▸ Instructions to follow: Edit the material below by replacing every "drop a dot" with "place a marker" and leaving everything else unchanged.

▸ Dataset rows:
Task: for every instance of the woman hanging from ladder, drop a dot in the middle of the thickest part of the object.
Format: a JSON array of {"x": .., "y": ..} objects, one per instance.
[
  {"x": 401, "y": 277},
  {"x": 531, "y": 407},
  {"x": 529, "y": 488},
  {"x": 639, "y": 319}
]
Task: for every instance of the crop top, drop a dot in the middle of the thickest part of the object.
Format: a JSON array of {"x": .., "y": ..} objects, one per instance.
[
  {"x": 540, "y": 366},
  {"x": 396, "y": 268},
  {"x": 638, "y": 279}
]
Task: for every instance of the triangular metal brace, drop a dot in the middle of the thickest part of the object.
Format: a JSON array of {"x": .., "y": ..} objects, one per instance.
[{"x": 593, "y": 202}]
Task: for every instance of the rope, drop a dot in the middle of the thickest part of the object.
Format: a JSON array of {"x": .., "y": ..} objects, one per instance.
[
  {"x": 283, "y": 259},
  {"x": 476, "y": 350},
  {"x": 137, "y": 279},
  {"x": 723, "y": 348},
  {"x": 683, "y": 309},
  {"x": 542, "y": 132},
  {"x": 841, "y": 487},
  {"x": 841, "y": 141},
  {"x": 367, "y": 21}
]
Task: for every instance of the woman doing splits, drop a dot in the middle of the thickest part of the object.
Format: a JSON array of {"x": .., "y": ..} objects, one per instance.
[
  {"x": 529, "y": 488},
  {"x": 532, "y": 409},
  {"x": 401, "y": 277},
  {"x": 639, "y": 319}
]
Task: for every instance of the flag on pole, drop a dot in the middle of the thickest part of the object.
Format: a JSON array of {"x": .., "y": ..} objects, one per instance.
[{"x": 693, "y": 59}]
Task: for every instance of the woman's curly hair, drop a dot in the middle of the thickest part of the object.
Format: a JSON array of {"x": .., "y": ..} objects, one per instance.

▸ Written answer:
Task: for every instance of the woman hanging from ladder, place a marker in the middle of the thickest part of the object.
Format: a JSON array of {"x": .., "y": ..} objects, one per instance.
[
  {"x": 401, "y": 277},
  {"x": 531, "y": 407},
  {"x": 529, "y": 488},
  {"x": 639, "y": 319}
]
Task: for every instance of the crop top, place a marker in the middle of the thickest part of the object.
Format: a JSON array of {"x": .., "y": ..} objects, one per instance.
[
  {"x": 540, "y": 366},
  {"x": 396, "y": 268},
  {"x": 638, "y": 279}
]
Task: for every instance of the triangular metal brace, place a marker in the middle of the thickest part of the object.
Format: a JSON array of {"x": .., "y": ..} objects, one per instance.
[{"x": 593, "y": 202}]
Task: for every instance of the rope, place a marker in the middle of the thickest part of the object.
Format: a JSON array of {"x": .., "y": ..} objects, one per instance.
[
  {"x": 283, "y": 259},
  {"x": 476, "y": 350},
  {"x": 137, "y": 279},
  {"x": 723, "y": 348},
  {"x": 683, "y": 309},
  {"x": 542, "y": 132},
  {"x": 841, "y": 487},
  {"x": 841, "y": 141},
  {"x": 367, "y": 21}
]
Task: for every instance of the woman doing splits, place a marker in the middle of the thickest part of the object.
Format: a JSON array of {"x": .., "y": ..} objects, one per instance.
[
  {"x": 529, "y": 488},
  {"x": 532, "y": 409},
  {"x": 401, "y": 277},
  {"x": 639, "y": 319}
]
Task: for every instance of the flag on pole, place a marker in the middle of the thickest part of the object.
Format: a JSON array of {"x": .., "y": ..} objects, one per instance.
[{"x": 693, "y": 59}]
Task: for every instance of the woman's curly hair, place a marker in the middle of the thickest part of the object.
Format: a JSON array of {"x": .., "y": ..} objects, one per instance.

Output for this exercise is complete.